• [WHAT THE TASK REQUIRES]:
Identify all lines in the listing that include the word "frame", and copy them out.

• [INPUT MATERIAL]:

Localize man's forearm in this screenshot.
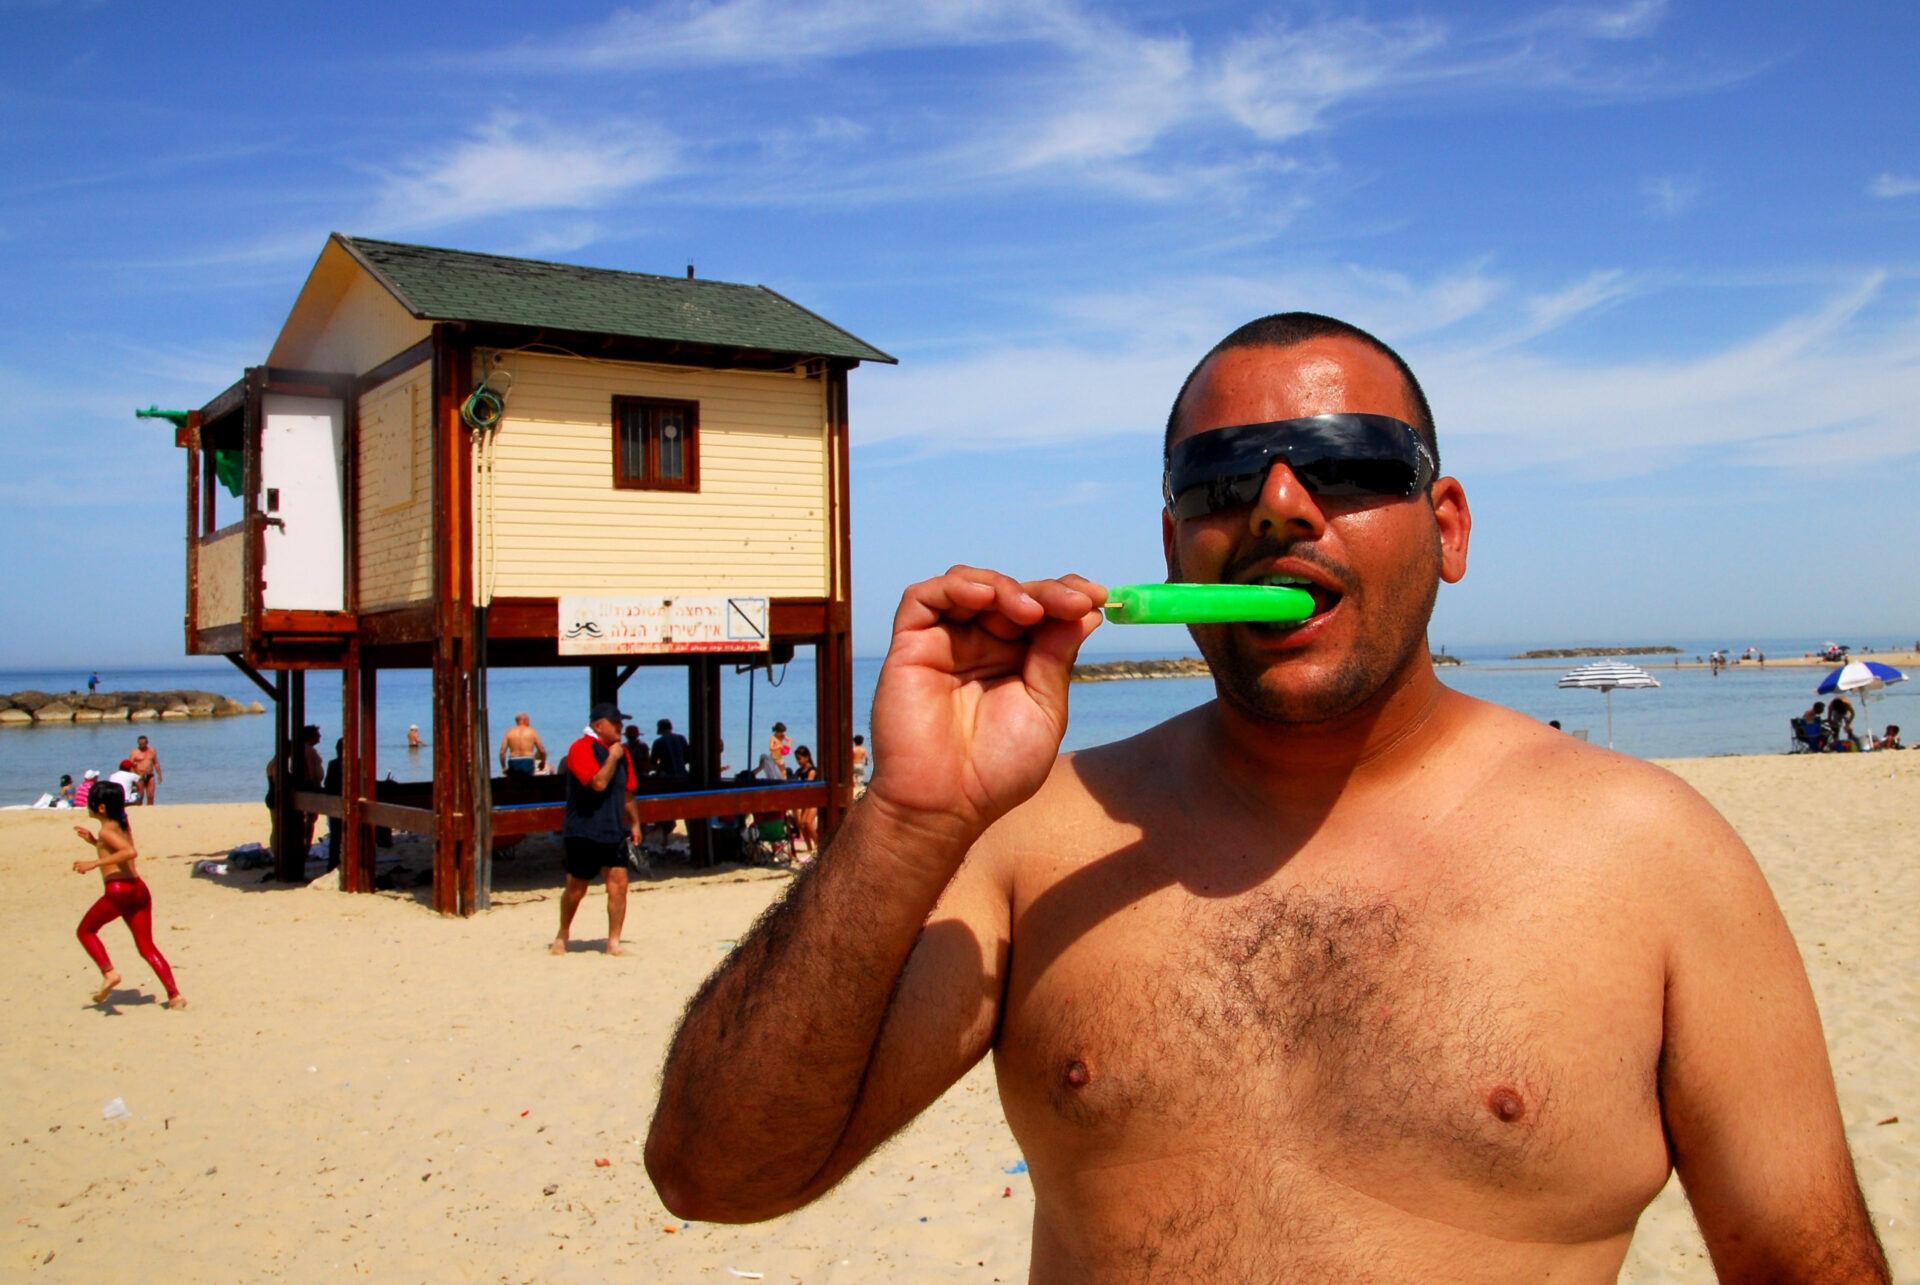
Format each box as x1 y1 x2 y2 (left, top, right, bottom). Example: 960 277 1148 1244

...

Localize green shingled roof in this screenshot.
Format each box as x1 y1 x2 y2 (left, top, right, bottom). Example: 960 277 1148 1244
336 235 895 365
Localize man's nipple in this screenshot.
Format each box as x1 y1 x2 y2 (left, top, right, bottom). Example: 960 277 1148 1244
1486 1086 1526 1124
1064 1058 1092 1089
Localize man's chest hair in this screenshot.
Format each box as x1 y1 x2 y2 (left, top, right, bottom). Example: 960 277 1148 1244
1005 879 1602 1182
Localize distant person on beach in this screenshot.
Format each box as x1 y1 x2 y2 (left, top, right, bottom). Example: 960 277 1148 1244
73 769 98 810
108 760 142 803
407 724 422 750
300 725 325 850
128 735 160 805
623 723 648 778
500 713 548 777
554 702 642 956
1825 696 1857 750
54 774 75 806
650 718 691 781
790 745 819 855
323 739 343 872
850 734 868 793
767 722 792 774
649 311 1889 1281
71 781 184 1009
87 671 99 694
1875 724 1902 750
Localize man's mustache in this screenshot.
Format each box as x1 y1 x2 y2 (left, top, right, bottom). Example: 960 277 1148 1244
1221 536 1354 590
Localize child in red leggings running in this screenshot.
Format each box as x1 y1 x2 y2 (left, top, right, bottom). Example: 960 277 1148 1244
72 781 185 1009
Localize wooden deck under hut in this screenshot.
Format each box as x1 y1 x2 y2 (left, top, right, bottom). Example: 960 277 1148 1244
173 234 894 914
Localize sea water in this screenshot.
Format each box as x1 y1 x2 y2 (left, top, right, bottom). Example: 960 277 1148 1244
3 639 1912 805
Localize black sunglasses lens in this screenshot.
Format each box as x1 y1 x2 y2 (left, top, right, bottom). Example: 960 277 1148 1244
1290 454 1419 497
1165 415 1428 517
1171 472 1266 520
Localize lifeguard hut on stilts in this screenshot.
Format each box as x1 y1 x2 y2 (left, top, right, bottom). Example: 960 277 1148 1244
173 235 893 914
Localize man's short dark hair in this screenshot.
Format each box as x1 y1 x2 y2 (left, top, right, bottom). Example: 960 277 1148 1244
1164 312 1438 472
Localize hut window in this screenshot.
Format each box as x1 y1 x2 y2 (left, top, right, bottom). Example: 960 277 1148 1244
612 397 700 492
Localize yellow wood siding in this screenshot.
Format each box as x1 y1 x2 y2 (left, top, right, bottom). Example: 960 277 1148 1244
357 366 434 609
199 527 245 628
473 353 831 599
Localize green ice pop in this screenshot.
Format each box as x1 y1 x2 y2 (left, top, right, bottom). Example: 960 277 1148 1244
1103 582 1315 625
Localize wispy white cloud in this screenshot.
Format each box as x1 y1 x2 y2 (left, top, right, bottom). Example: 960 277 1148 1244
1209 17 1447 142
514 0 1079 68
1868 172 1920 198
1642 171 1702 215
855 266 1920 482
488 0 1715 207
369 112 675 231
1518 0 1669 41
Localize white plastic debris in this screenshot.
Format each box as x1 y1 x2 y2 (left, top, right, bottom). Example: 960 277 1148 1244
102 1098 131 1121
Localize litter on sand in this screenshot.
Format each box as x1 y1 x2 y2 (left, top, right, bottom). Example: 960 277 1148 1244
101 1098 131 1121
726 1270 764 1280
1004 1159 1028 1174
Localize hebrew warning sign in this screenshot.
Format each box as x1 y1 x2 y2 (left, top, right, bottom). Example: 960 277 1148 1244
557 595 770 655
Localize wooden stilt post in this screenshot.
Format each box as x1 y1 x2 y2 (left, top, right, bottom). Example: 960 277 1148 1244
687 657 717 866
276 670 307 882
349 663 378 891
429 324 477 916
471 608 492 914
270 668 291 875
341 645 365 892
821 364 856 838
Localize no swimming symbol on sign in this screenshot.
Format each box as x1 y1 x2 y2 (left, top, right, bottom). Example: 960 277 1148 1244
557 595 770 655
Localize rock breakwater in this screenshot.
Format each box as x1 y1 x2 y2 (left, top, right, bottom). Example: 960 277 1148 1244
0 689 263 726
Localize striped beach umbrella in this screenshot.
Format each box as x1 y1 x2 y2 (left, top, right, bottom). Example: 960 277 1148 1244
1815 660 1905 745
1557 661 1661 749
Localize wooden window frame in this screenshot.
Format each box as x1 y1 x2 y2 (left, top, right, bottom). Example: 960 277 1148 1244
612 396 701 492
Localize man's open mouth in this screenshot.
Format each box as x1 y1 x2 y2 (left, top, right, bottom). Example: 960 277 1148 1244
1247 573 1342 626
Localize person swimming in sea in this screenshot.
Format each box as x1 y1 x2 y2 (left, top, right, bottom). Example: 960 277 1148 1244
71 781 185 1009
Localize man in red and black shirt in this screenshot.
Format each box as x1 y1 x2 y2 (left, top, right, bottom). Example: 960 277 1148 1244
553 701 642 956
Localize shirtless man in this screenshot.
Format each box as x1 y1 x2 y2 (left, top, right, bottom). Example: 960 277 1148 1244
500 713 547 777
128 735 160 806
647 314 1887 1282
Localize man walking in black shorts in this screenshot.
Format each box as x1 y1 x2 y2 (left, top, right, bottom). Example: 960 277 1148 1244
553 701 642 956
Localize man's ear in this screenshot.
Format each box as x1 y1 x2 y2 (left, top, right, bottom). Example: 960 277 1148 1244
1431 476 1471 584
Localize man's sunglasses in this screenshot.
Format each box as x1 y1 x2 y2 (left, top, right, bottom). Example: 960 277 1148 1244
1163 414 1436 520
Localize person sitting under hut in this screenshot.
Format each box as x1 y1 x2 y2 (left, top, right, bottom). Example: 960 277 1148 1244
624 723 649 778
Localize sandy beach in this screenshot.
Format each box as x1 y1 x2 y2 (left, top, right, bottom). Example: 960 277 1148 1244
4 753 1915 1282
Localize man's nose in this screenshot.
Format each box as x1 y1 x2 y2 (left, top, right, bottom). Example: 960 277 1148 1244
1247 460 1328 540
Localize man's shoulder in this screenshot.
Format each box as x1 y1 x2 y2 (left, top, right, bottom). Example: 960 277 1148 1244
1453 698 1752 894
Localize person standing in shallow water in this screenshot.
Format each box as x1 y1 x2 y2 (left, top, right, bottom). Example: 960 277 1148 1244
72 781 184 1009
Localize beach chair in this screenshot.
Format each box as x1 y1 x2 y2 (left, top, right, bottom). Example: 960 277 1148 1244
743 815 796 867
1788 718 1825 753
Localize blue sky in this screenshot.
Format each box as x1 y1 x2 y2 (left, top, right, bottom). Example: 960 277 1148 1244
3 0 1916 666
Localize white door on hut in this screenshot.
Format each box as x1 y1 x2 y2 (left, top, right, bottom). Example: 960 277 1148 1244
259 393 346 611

* * *

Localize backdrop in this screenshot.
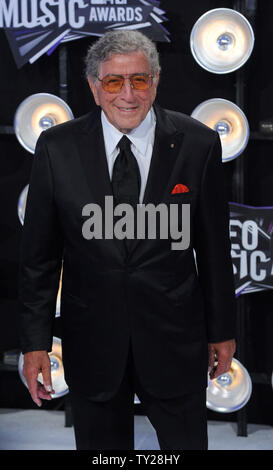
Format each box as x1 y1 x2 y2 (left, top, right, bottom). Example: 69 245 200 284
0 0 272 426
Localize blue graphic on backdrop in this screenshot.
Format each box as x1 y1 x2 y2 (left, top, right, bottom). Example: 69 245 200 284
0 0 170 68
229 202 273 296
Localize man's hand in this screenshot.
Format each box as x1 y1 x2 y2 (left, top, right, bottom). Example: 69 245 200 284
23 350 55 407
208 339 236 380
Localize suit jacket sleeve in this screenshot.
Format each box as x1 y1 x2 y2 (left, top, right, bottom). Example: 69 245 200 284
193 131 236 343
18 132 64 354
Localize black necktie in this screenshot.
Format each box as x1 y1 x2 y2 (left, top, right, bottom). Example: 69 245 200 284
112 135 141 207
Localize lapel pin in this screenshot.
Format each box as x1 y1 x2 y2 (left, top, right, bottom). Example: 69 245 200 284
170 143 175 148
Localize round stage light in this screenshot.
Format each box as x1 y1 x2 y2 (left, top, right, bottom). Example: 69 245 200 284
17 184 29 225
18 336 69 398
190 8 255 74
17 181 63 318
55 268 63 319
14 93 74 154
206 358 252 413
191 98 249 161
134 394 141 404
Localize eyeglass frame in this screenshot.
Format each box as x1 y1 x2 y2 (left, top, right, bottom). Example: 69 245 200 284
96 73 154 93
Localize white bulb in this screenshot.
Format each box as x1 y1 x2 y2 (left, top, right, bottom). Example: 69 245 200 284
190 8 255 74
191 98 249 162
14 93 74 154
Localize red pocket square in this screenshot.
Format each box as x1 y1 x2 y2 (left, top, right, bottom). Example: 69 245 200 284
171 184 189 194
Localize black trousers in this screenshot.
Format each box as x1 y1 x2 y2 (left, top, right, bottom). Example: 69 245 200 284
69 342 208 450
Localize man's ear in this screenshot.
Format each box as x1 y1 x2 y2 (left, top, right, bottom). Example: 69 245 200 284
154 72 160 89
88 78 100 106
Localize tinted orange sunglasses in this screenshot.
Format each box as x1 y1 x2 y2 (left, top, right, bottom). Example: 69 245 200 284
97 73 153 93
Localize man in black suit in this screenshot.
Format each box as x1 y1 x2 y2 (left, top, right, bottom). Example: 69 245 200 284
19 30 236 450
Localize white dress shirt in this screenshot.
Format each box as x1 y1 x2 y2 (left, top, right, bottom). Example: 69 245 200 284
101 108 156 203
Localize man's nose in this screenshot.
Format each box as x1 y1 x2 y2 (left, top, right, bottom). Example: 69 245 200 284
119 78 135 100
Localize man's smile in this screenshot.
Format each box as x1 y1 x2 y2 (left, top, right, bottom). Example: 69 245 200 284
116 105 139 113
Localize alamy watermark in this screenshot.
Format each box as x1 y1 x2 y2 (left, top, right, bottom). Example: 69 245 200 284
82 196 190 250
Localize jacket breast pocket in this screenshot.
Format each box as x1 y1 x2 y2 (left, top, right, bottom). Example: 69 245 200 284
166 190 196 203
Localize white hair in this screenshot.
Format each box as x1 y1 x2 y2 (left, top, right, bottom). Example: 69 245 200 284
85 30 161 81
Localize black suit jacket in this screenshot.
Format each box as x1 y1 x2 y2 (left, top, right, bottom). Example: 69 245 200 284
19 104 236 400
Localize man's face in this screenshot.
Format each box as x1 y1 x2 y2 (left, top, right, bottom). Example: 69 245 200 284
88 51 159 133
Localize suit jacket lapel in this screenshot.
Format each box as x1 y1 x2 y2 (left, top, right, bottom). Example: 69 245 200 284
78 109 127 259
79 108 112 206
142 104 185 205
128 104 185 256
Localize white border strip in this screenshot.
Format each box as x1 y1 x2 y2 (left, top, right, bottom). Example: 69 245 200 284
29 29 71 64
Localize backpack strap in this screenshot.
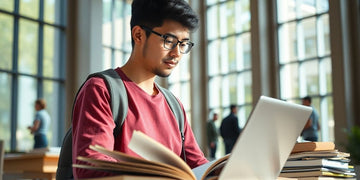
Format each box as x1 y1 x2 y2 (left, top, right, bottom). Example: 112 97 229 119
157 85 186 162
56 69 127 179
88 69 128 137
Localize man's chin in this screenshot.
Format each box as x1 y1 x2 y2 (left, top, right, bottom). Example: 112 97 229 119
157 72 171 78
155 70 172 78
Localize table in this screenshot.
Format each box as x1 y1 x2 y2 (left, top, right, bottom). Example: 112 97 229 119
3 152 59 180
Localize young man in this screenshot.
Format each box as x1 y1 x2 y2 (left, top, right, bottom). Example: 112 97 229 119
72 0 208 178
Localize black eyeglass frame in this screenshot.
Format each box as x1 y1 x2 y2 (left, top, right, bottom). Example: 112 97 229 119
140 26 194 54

• [COMPLETED EXERCISE]:
Localize wooden window frame in this screenshot.
Localize eyeglass frame in this screenshot.
Localize black eyeglass frame in this screenshot.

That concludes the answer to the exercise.